Task description: Print the part of the grappling text that begins at the words "According to the" and stops after "speed is halved.".

According to the rules for Conditions (PHB, 290-292), grappled means the target's speed is 0, and in the Combat section (PHB, 195) indicates that conditions exist to end or break the grapple, but nothing about damaging a grappled creature. Rules also allow the grappler to move the grappled creature as part of the grappler's movement, but the grappler's speed is halved.

Furthermore, restrained characters have a speed of 0 and disadvantage on any attack rolls or Dexterity saves.  Anyone attacking a restrained target gains advantage on the attack roll, be it melee, missile or magic.

Reading the information about its attack originally, it sounded like once the octopus had hold of a creature, it could do nothing except drag its victim to a watery doom. There was neither beak nor bite attack listed. The tentacle attack could not target characters during a grapple. Releasing a creature from a grapple takes no action (again from the Combat rules) so the octopus could release its prey and attack again every round, but this seemed an awful lot of work for a meal.

The players managed to free the trapped character before that happened, and drove the creature away (it still had hit points left - don't worry). However, with the advantage or rereading the rules later, the text seems to say that while the octopus cannot attack a different target while grappling, it can attack the grappled character each successive round but now with advantage!

So fair warning, expect to run into octopi again!

2) Drive-by-halflings

So the penultimate fight of the night involved the players fighting canvas-covered clockworks through a doorway, everyone perched on narrow walkways adjacent to pungent canals of sewage.

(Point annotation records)
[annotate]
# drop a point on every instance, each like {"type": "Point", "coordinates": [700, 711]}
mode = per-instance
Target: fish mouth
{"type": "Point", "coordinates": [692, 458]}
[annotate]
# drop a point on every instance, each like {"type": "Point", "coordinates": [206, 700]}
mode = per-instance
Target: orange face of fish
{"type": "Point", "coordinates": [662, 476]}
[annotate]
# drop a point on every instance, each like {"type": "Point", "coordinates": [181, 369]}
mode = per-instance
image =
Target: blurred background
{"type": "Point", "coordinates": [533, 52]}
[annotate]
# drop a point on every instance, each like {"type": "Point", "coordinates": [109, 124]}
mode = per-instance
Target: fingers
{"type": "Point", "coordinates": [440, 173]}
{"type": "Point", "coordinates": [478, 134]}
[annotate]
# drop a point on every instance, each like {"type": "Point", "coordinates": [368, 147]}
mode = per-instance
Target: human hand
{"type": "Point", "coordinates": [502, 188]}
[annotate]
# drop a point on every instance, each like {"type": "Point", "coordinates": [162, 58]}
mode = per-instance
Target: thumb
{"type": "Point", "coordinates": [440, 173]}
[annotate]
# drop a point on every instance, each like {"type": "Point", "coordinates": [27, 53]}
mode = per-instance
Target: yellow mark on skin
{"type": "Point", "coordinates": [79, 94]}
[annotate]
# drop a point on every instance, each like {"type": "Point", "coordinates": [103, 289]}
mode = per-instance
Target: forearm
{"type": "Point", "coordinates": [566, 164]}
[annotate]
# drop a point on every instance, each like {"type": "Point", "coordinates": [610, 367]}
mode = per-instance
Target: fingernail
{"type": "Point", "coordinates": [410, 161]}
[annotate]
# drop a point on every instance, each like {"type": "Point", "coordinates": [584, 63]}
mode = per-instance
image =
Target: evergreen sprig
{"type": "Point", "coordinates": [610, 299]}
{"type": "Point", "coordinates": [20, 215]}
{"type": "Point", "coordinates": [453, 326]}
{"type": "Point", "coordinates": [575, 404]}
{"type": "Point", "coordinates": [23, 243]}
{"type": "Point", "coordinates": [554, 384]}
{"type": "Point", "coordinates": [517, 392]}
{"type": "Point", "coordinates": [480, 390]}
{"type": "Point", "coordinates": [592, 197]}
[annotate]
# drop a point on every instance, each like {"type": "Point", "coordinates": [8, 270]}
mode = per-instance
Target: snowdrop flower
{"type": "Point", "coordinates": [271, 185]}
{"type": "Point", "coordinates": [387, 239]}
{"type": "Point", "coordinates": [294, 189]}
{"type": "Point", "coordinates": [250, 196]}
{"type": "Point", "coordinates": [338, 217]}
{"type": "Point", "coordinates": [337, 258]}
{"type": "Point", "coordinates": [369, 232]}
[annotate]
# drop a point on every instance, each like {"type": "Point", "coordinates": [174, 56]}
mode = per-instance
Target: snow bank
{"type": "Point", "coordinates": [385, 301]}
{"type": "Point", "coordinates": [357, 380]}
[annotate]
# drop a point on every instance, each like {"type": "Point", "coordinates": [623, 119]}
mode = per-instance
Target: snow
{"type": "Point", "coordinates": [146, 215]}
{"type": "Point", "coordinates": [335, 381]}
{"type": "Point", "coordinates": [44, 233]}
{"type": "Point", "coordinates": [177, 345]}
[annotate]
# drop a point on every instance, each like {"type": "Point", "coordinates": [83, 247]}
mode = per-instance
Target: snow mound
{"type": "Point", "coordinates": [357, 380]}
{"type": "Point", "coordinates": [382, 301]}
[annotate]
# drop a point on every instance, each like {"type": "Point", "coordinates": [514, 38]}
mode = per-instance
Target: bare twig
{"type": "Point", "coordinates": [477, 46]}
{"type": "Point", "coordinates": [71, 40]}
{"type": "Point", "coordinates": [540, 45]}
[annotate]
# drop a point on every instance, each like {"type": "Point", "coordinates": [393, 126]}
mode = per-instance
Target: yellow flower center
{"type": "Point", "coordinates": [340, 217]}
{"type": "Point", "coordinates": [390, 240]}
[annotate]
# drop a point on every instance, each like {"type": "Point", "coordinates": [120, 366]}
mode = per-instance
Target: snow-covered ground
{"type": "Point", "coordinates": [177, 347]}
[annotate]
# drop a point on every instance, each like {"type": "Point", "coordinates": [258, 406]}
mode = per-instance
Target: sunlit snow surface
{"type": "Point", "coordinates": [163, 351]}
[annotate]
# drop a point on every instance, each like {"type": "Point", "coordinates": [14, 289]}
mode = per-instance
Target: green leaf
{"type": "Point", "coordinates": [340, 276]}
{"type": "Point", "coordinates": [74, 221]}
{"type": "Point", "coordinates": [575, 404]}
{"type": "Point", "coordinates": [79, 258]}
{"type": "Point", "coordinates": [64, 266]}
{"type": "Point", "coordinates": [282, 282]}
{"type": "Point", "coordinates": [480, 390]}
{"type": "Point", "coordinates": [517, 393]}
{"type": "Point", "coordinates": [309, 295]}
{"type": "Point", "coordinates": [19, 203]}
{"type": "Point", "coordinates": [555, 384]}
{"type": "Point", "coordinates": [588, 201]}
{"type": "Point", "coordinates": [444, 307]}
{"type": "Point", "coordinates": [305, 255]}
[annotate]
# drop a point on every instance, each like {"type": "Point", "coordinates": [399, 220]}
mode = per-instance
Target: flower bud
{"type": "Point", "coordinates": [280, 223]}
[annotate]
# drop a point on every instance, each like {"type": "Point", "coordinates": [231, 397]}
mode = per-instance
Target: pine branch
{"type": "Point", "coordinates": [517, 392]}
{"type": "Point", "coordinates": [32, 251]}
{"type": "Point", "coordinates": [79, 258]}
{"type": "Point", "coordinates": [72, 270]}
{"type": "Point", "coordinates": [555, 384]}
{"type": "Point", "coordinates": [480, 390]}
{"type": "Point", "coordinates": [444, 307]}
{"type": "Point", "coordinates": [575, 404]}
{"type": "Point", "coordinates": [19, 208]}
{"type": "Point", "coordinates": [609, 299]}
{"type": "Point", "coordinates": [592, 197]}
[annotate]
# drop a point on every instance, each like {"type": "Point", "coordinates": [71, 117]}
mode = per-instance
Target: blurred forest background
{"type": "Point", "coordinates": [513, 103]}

Answer for this exercise:
According to the rules for Conditions (PHB, 290-292), grappled means the target's speed is 0, and in the Combat section (PHB, 195) indicates that conditions exist to end or break the grapple, but nothing about damaging a grappled creature. Rules also allow the grappler to move the grappled creature as part of the grappler's movement, but the grappler's speed is halved.